- Цель задания: Можете выписать без изменений фрагмент отрывка о Прусте и «антиромане» от «И действительно, хотя» до «50 — 60-х годов.» включительно?

- Отрывок текста:
И действительно, хотя Пруст уже с 20-х годов воспринимался как очень большой и оригинальный писатель, в буквальном смысле учеников и подражателей до нынешних «антироманистов» у него недоставало. На первый взгляд, такое обстоятельство и на самом деле кажется странным.
Суть дела, конечно, не в том, что Пруст — большой и оригинальный художник и как таковой неповторим: это не помешало бы появлению ни учеников, ни подражателей. Одна из причин относительной замедленности их появления кроется в ответе на вопрос, почему именно в 50 — 60-х годах группа писателей «вдруг» ощутила «совпадение» своего метода и метода Пруста. Счесть это случайностью так же неверно, как неверно счесть случайностью появление самого течения «антиромана» в условиях Франции 50 — 60-х годов.
Сама история французского «антиромана» подсказывает мысль о закономерности его возникновения в определенной общественной ситуации. Привлекает внимание прежде всего тот факт, что виднейшая «антироманистка» Натали Саррот первую свою книгу «Тропизмы» начала писать, по ее признанию, еще в 1932 г. Вышла она в 1939 г. и, как пишет Саррот, «содержала в зародыше все, что в моих последующих произведениях я не переставала развивать».[6] Однако, продолжает она, «мои первые книги, «Тропизмы», появившиеся в 1939 г., и «Портрет неизвестного», появившаяся в 1948 году, не вызвали никакого почти интереса. Они шли против течения».[7] Обратим внимание на это признание. «Попутное течение» образовалось, оказывается, позже: в середине 50-х годов. После выхода в 1956 году книги статей «Эра подозрений» Саррот вдруг стала знаменитой, хотя, повторяем, ничего в ее декларациях и взглядах в сущности не изменилось. То же самое произошло и с Аленом Роб-Грийе. Он писал о «неодобрительном полумолчании» и «резком непринятии» его первых романов.[8]
Примерно то же можно сказать о Мишеле Бюторе, да и вся группа «антироманистов» выдвинулась в центр литературных дискуссий Франции, а затем и за ее пределами с середины 50-х годов.

(Записи из набора точечной разметки)
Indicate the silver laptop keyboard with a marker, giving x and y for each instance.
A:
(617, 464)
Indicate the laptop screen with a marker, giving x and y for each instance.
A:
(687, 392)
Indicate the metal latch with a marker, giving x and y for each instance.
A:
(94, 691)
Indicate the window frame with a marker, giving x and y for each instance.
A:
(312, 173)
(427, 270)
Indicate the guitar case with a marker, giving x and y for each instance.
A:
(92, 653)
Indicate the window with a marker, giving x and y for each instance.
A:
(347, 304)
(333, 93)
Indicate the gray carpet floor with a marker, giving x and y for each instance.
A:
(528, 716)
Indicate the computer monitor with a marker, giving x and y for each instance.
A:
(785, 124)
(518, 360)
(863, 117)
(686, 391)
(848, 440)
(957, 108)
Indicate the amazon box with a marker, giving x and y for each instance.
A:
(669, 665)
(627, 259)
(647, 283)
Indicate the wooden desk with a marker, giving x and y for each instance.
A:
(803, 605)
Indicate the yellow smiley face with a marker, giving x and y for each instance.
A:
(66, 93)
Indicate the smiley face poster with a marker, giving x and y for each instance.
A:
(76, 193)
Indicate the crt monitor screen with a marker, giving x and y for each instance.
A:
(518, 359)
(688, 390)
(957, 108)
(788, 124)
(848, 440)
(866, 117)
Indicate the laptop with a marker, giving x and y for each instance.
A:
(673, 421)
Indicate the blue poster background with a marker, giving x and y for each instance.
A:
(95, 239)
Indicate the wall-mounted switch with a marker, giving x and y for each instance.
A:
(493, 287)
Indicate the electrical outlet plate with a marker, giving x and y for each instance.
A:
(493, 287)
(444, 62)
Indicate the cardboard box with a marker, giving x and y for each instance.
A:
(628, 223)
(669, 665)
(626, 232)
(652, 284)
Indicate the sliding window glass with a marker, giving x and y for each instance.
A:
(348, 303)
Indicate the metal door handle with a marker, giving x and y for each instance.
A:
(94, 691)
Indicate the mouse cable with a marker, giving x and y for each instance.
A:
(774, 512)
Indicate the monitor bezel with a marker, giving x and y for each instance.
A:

- Решение:
И действительно, хотя Пруст уже с 20-х годов воспринимался как очень большой и оригинальный писатель, в буквальном смысле учеников и подражателей до нынешних «антироманистов» у него недоставало. На первый взгляд, такое обстоятельство и на самом деле кажется странным.
Суть дела, конечно, не в том, что Пруст — большой и оригинальный художник и как таковой неповторим: это не помешало бы появлению ни учеников, ни подражателей. Одна из причин относительной замедленности их появления кроется в ответе на вопрос, почему именно в 50 — 60-х годах группа писателей «вдруг» ощутила «совпадение» своего метода и метода Пруста. Счесть это случайностью так же неверно, как неверно счесть случайностью появление самого течения «антиромана» в условиях Франции 50 — 60-х годов.